• **Task prompt**:
Revise the data so that every occurrence of "Target" is replaced with "Object", leaving everything else unchanged.
■ ■ ■ ■ ■ ■ ■
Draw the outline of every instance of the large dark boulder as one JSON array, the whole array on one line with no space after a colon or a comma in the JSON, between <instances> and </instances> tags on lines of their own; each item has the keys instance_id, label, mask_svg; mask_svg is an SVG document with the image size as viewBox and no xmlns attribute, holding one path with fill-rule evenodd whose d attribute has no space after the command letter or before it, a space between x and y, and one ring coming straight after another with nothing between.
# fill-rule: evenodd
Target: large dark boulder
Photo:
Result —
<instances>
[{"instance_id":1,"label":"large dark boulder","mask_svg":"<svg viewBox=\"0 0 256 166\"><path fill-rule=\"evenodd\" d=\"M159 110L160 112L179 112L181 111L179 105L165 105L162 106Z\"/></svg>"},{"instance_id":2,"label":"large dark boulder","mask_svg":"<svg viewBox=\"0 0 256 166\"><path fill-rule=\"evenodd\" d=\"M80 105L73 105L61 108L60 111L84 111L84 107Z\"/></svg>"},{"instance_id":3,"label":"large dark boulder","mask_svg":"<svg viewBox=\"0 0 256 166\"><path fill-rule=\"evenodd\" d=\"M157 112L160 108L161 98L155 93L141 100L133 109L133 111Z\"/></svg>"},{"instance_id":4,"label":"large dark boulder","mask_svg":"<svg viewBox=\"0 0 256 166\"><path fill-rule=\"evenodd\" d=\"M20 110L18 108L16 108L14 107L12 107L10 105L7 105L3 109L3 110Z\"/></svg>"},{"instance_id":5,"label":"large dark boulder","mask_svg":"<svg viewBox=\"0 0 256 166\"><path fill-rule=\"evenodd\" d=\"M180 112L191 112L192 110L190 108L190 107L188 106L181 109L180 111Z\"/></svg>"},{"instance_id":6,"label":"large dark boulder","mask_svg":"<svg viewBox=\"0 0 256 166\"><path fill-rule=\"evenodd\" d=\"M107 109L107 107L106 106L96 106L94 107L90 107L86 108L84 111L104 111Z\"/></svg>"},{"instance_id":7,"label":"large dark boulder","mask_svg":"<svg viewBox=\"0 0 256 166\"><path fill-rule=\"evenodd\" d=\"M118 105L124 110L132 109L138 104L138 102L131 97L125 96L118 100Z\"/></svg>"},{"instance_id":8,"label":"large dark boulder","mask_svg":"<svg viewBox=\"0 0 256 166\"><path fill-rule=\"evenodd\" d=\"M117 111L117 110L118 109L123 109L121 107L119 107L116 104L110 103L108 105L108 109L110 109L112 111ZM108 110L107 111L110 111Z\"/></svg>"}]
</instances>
■ ■ ■ ■ ■ ■ ■
• **Expected output**:
Draw the outline of every instance of the large dark boulder as one JSON array, the whole array on one line with no space after a colon or a comma in the JSON, between <instances> and </instances> tags on lines of their own; each item has the keys instance_id, label, mask_svg; mask_svg is an SVG document with the image size as viewBox and no xmlns attribute, holding one path with fill-rule evenodd whose d attribute has no space after the command letter or before it, a space between x and y, and one ring coming straight after another with nothing between.
# fill-rule: evenodd
Object: large dark boulder
Photo:
Result —
<instances>
[{"instance_id":1,"label":"large dark boulder","mask_svg":"<svg viewBox=\"0 0 256 166\"><path fill-rule=\"evenodd\" d=\"M159 110L160 112L179 112L181 111L179 105L165 105L162 106Z\"/></svg>"},{"instance_id":2,"label":"large dark boulder","mask_svg":"<svg viewBox=\"0 0 256 166\"><path fill-rule=\"evenodd\" d=\"M80 105L73 105L61 108L60 111L84 111L84 107Z\"/></svg>"},{"instance_id":3,"label":"large dark boulder","mask_svg":"<svg viewBox=\"0 0 256 166\"><path fill-rule=\"evenodd\" d=\"M157 112L160 108L161 98L155 93L141 100L133 109L133 111Z\"/></svg>"},{"instance_id":4,"label":"large dark boulder","mask_svg":"<svg viewBox=\"0 0 256 166\"><path fill-rule=\"evenodd\" d=\"M20 110L18 108L16 108L14 107L12 107L10 105L7 105L3 109L3 110Z\"/></svg>"},{"instance_id":5,"label":"large dark boulder","mask_svg":"<svg viewBox=\"0 0 256 166\"><path fill-rule=\"evenodd\" d=\"M180 112L191 112L192 110L190 108L190 107L188 106L181 109L180 111Z\"/></svg>"},{"instance_id":6,"label":"large dark boulder","mask_svg":"<svg viewBox=\"0 0 256 166\"><path fill-rule=\"evenodd\" d=\"M107 109L107 107L106 106L96 106L94 107L90 107L86 108L84 111L104 111Z\"/></svg>"},{"instance_id":7,"label":"large dark boulder","mask_svg":"<svg viewBox=\"0 0 256 166\"><path fill-rule=\"evenodd\" d=\"M118 105L124 110L132 109L138 104L138 102L131 97L125 96L118 100Z\"/></svg>"},{"instance_id":8,"label":"large dark boulder","mask_svg":"<svg viewBox=\"0 0 256 166\"><path fill-rule=\"evenodd\" d=\"M117 111L117 110L118 109L123 109L121 107L119 107L116 104L110 103L108 105L108 109L110 109L112 111ZM108 110L107 111L110 111Z\"/></svg>"}]
</instances>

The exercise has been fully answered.